[TASK GOAL]
Pick out and copy every line of the data below that contains the word "jersey".

[LISTED ENTRIES]
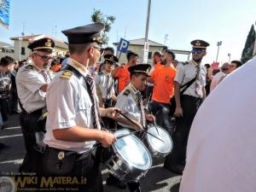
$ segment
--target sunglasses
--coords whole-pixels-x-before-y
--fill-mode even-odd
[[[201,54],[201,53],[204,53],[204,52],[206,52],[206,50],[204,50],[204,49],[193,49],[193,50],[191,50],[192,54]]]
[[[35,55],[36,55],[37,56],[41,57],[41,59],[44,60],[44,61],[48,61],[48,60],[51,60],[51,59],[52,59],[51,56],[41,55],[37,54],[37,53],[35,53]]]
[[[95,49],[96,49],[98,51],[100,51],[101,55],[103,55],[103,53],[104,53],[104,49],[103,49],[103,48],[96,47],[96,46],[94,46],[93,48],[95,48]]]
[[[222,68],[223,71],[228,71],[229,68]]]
==
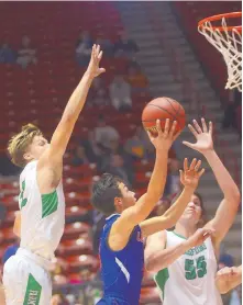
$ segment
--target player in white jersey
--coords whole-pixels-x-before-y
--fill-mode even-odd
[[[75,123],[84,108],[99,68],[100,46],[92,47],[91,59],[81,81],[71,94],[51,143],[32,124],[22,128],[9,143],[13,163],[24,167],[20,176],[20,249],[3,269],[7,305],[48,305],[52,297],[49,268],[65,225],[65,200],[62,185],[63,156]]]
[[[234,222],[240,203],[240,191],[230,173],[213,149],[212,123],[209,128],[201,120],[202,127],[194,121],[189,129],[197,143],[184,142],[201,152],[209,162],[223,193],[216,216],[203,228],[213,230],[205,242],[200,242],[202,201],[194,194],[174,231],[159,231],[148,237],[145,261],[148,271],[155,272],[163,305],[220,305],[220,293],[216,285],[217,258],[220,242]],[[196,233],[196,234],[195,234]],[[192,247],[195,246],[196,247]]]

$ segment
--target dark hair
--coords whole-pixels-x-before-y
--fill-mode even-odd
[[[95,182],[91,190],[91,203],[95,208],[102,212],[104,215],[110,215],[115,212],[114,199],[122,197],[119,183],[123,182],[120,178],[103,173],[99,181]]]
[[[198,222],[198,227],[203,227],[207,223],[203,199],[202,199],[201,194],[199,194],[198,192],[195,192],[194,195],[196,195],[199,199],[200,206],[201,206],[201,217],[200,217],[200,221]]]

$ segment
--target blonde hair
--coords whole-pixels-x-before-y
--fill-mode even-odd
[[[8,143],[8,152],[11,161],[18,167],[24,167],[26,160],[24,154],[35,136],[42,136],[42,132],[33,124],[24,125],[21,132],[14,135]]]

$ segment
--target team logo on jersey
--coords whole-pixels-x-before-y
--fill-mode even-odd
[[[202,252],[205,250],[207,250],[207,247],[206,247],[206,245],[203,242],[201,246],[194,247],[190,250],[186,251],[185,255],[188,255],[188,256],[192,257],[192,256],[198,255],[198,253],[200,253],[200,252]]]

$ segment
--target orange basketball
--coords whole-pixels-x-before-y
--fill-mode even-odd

[TASK ANSWER]
--target player in white jersey
--target team logo on jersey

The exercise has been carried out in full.